COMPITO 1: Secondo il testo su Ognissanti, quale papa rese obbligatoria la solennità in tutta la Chiesa d'Occidente, e in che anno?
COMPITO 2: Riporta dal testo su Ognissanti il passo che comincia con "Novembre inizia" e termina con "storia non guasta.".
COMPITO 3: Riassumi in forma più breve il paragrafo del testo su Ognissanti che inizia con "Novembre inizia con due celebrazioni importanti", mantenendone i fatti principali.

ESTRATTO DELLA FONTE:
Novembre inizia
con due celebrazioni importanti, due momenti per riflettere e ricordare.
Il primo del mese si festeggiano i Santi ed il 2 è invece il momento di
ricordare chi non c’è più, una giornata ricca di significati
religiosi, che si fondono con antichi riti e credenze popolari. |
Un
po’ di storia non guasta.
Già
la cristianità primitiva era solita celebrare feste in onore dei Santi,
come testimoniano gli scritti di Tertulliano e di Gregorio di Nizza
(223–395 d. C.), ma solo le pagine scritte da Sant’ Ephraem (morto nel
373 d.C.) danno una sicura testimonianza della "festa celebrata in
onore dei martiri della terra" il giorno 13 maggio. La festa giunse a
Roma nel 609 d. C., quando papa Bonifacio IV dedicò il Pantheon di Roma
alla Vergine Maria ed a tutti i martiri. Nel tentativo di far perdere
significato ai riti legati alla festa celtica di Samhain, nell’anno 835
Papa Gregorio Magno spostò la festa di Ognissanti dal 13 maggio al primo
novembre. La stretta associazione con la commemorazione dei defunti,
celebrata il giorno successivo, fu istituita solo nel 998 d. C.: l’abate
Odilone di Cluny diede disposizioni per celebrare il rito dei defunti dopo
il primo novembre. In memoria dei cari scomparsi ci si mascherava da
santi, da angeli e diavoli e si accendevano falò. Fu Papa Sisto IV, nel
1474, che rese obbligatoria la solennità in tutta la Chiesa
d’Occidente.

[Dati registrati]
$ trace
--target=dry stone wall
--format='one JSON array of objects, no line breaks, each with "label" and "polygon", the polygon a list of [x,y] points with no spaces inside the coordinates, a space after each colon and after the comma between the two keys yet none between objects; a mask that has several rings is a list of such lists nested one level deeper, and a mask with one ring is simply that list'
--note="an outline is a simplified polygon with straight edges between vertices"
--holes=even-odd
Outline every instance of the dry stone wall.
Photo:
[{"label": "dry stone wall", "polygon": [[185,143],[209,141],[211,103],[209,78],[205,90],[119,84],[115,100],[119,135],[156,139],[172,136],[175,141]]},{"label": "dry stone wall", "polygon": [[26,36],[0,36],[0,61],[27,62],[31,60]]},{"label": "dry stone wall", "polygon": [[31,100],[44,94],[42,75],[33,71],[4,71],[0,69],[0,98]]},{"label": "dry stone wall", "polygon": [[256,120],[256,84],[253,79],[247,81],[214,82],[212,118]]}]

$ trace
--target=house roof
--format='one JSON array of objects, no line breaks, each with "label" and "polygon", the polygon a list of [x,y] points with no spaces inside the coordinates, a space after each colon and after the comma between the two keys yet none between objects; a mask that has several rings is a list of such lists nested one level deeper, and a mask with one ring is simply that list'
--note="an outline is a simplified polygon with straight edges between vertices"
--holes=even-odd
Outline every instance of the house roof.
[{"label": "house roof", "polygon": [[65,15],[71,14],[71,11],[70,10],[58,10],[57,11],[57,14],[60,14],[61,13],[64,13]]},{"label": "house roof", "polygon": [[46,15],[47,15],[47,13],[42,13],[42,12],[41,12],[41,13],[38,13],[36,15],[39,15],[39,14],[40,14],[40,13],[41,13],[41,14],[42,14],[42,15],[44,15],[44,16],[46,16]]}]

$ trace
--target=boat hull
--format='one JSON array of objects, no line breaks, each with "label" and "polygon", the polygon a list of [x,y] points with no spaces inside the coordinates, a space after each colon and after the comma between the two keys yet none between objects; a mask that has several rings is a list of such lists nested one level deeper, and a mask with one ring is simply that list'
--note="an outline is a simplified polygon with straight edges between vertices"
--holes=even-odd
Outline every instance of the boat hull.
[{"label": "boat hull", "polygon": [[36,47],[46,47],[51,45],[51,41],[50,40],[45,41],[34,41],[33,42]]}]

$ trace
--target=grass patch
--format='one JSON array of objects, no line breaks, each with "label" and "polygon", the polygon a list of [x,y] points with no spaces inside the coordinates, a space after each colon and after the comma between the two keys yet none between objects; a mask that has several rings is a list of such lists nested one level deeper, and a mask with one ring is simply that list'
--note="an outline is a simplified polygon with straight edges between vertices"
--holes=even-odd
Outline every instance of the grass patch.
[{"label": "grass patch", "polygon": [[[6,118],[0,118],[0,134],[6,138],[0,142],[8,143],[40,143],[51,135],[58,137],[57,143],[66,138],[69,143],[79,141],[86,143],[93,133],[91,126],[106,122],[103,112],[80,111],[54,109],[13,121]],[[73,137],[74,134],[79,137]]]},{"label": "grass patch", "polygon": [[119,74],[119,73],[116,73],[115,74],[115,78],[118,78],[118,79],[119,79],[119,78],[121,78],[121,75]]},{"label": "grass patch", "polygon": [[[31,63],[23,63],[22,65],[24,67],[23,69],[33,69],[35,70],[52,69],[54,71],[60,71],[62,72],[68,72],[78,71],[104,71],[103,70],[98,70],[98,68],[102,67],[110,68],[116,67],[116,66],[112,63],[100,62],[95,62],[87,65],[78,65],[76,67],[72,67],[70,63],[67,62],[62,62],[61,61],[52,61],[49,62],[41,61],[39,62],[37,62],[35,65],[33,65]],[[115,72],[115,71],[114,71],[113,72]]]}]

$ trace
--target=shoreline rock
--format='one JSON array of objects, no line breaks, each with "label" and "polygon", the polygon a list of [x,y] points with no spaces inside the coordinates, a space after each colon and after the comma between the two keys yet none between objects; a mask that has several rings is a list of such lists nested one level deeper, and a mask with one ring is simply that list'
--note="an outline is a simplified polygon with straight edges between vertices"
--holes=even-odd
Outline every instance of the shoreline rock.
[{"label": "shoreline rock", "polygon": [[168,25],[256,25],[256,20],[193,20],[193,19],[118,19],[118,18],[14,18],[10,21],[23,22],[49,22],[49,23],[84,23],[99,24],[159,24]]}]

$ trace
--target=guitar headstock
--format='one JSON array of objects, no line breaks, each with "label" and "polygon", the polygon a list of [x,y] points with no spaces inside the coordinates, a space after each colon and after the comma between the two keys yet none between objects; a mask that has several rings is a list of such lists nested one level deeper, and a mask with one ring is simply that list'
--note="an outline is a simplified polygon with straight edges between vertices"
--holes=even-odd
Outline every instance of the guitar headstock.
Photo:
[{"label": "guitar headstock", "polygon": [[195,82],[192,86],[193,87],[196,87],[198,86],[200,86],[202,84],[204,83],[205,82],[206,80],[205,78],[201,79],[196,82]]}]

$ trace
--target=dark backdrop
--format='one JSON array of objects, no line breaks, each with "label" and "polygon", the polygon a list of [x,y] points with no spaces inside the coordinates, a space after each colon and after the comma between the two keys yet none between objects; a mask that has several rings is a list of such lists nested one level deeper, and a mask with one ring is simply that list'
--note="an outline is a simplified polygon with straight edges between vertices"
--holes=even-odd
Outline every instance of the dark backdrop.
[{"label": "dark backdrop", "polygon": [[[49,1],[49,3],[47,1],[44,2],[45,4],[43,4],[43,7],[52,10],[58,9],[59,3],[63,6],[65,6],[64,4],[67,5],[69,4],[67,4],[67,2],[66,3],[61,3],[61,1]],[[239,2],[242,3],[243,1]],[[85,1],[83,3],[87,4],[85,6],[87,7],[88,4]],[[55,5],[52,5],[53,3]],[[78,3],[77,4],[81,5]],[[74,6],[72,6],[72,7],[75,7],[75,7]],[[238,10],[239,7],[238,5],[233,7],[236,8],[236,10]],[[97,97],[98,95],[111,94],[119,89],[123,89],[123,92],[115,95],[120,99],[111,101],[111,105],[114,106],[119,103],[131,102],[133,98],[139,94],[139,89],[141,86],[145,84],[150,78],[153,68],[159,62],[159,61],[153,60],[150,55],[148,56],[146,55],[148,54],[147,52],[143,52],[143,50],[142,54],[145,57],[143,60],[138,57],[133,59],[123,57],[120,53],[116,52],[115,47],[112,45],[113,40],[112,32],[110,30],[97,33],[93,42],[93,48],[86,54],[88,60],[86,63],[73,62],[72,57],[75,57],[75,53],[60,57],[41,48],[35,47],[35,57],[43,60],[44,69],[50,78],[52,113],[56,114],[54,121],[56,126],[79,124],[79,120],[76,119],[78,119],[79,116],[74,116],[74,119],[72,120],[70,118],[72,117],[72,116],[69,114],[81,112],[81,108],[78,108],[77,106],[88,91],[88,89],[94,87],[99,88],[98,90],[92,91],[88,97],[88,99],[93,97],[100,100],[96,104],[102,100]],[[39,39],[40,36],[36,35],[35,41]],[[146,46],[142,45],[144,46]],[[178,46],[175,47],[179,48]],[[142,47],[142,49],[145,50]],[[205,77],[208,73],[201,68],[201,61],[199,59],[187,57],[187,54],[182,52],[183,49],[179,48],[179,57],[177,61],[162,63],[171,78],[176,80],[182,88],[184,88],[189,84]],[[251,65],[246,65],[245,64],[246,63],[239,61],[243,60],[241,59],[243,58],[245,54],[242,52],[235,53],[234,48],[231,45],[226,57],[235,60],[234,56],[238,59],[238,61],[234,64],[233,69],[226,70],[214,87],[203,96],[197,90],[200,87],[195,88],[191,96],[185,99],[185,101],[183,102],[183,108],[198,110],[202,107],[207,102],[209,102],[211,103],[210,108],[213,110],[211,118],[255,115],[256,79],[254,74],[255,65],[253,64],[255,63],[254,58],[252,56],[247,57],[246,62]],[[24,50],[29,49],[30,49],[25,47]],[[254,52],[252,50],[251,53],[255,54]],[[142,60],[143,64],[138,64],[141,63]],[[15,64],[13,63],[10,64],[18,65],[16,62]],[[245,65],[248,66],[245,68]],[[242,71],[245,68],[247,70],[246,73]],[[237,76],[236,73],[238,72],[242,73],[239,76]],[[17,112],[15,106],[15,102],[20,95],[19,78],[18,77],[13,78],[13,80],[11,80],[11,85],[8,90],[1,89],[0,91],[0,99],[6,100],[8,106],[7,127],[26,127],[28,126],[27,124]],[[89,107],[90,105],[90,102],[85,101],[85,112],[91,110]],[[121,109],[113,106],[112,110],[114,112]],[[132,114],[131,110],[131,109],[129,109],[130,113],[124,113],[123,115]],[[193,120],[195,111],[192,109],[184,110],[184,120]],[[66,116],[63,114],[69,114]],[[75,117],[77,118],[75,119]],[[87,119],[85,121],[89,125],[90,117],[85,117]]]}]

RISPOSTA COMPLETA 1: Papa Sisto IV, nel 1474.

RISPOSTA COMPLETA 2:
Novembre inizia
con due celebrazioni importanti, due momenti per riflettere e ricordare.
Il primo del mese si festeggiano i Santi ed il 2 è invece il momento di
ricordare chi non c’è più, una giornata ricca di significati
religiosi, che si fondono con antichi riti e credenze popolari. |
Un
po’ di storia non guasta.

RISPOSTA COMPLETA 3: Novembre si apre con due ricorrenze: il 1° si festeggiano i Santi, il 2 si ricordano i defunti, in una giornata dai significati religiosi che si fondono con antichi riti e credenze popolari.